> Referring expression pointing data
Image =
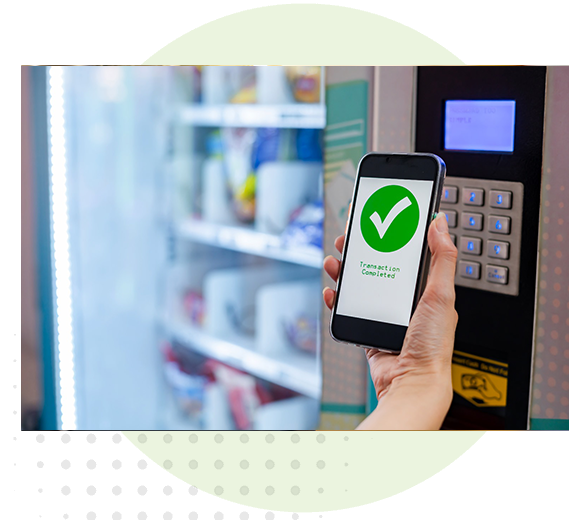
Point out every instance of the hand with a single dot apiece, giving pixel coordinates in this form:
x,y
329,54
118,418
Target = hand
x,y
414,388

> Exercise description
If an entry holds a picture, skip the picture and print the rest of the data exactly.

> Your solution
Image =
Point out every instance of the hand with a single dot apiece, giving pixel coordinates in this form:
x,y
329,54
118,418
Target = hand
x,y
414,388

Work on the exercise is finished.